_Provided records_
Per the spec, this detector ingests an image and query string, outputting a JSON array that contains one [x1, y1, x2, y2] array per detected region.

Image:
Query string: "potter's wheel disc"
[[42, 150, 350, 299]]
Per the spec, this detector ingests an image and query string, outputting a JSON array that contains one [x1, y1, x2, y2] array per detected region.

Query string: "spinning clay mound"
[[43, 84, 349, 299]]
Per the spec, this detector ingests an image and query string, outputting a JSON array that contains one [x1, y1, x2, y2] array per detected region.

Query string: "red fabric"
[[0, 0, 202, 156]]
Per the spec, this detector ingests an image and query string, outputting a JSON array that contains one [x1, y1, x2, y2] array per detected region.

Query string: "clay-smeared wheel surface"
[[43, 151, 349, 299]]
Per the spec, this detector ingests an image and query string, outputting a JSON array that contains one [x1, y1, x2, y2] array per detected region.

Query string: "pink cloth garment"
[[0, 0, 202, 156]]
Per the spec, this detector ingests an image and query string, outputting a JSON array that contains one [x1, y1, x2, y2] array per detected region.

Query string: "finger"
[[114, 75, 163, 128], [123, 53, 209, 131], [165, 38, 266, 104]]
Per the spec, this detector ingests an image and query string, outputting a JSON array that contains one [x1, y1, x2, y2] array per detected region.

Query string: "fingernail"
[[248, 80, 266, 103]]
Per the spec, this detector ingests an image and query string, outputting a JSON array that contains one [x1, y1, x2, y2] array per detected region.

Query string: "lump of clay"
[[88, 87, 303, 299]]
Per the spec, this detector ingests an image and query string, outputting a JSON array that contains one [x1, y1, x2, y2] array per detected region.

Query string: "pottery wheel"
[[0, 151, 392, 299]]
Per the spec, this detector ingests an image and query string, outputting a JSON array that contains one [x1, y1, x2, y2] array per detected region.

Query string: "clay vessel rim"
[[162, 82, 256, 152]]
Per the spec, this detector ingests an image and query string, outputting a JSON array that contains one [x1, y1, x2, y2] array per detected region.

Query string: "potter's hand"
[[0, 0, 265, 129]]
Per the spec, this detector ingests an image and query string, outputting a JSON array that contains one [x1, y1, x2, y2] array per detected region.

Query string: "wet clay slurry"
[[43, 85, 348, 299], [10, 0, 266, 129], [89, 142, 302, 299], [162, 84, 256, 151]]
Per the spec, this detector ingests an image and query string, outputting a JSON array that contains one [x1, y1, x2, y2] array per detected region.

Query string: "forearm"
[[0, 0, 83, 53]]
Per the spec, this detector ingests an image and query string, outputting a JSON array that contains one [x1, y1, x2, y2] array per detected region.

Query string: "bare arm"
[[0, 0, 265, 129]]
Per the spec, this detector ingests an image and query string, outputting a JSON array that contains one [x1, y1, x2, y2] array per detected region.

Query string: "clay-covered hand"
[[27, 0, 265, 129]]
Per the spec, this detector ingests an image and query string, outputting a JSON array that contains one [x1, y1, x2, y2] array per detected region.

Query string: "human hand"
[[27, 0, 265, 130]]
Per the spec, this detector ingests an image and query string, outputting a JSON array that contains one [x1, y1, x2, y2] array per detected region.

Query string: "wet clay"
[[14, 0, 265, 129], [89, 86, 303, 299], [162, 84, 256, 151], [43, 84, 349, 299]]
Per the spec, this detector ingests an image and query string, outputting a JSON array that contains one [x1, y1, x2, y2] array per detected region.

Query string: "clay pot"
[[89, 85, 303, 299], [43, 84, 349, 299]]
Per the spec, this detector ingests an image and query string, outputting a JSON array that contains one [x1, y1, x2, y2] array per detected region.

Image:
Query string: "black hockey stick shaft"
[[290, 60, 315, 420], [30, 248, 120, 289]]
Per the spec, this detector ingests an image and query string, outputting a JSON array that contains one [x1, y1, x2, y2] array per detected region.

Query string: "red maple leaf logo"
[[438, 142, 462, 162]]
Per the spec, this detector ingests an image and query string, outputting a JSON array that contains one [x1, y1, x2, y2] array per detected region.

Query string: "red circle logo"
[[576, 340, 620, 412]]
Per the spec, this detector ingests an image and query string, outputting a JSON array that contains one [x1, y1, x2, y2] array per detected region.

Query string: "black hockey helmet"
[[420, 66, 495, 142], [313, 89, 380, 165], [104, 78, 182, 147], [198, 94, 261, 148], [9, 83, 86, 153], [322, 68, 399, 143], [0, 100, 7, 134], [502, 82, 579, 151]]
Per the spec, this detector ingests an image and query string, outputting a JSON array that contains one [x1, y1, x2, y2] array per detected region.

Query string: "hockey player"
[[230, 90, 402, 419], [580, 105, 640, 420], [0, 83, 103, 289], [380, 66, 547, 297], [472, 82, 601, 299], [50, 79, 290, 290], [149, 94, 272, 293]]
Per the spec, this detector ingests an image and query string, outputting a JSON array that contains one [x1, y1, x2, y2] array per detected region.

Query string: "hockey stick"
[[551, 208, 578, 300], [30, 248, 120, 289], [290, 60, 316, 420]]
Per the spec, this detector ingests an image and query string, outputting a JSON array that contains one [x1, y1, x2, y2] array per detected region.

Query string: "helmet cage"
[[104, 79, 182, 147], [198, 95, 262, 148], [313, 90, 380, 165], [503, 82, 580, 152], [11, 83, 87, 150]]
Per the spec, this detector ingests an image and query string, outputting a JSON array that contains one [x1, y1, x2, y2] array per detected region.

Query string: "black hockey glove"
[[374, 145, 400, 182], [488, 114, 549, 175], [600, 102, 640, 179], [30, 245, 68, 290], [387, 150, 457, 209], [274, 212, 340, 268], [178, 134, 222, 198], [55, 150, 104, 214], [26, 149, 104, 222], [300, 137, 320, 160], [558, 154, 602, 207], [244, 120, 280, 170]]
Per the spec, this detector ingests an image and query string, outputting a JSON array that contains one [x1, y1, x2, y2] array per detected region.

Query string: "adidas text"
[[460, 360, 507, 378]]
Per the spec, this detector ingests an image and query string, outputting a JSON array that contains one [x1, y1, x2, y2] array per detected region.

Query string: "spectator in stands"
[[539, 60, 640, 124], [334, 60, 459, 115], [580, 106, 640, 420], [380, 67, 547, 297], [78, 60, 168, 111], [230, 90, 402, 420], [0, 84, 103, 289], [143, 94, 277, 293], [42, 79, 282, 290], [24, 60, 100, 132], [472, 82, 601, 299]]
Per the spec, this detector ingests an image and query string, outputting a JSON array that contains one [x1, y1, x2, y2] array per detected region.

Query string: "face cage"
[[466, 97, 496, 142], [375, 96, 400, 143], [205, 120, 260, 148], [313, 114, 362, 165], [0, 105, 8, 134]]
...
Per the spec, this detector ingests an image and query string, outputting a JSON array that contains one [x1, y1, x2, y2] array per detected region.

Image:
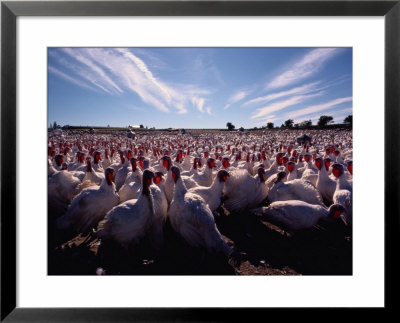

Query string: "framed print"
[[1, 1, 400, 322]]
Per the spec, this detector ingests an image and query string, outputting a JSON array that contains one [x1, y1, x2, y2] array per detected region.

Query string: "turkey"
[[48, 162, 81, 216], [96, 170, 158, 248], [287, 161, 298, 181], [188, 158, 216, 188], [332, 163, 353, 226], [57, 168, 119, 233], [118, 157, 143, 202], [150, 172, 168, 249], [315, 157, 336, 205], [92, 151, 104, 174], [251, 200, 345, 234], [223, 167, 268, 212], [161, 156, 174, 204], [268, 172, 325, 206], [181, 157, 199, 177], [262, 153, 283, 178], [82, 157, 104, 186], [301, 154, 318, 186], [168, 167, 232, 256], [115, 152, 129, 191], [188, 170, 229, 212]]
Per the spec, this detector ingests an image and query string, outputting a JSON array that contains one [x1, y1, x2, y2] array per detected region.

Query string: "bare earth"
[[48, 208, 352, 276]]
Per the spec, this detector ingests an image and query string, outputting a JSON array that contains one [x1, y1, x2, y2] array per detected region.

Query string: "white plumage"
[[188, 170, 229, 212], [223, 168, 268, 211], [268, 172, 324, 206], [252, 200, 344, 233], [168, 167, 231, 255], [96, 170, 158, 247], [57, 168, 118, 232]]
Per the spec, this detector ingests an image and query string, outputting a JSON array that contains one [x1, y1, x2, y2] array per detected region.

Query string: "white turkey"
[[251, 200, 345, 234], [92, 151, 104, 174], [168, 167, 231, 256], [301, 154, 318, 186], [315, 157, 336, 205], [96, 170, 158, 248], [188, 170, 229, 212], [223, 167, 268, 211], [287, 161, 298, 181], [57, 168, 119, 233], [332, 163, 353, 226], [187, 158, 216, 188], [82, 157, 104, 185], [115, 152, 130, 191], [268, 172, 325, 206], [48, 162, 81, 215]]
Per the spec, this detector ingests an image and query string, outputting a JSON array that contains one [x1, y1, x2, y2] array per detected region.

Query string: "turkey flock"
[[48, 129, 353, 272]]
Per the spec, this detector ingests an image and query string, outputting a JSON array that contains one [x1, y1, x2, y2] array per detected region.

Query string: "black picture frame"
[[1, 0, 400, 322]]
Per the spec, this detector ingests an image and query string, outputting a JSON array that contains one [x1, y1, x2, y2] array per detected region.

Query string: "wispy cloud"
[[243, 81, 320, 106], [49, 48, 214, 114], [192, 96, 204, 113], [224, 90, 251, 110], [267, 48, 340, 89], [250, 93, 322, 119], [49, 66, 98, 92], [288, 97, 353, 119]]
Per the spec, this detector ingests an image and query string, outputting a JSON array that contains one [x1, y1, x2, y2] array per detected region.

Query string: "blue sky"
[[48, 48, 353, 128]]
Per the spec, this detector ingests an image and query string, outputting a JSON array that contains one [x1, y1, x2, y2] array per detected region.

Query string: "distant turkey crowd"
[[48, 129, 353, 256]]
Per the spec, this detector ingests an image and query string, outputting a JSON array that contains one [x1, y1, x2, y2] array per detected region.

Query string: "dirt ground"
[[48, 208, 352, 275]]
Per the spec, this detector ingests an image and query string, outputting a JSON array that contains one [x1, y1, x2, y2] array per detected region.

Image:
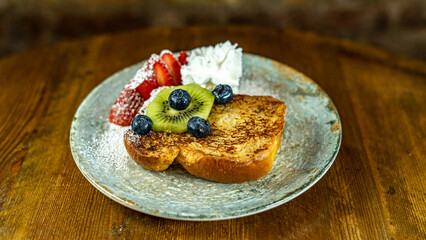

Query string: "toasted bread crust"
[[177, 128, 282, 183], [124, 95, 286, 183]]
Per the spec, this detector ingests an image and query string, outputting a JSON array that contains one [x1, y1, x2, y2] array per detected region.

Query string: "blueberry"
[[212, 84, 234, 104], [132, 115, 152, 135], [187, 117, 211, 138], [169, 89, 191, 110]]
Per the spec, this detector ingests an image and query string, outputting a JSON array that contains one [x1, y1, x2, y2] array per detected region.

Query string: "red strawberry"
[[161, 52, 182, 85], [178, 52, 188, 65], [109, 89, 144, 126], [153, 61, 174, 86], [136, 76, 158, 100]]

_Your task_
Gather every line in the records above that contains the word "clay", and copy each of those lines unchanged.

_Expected answer_
Query string: "spinning clay mound"
Query string: "clay-smeared wheel surface"
Query string: "lump of clay"
Query string: "clay vessel rim"
Query string: "wet clay slurry"
Query string: "clay-covered hand"
Query string: "wet clay"
Query string: "clay pot"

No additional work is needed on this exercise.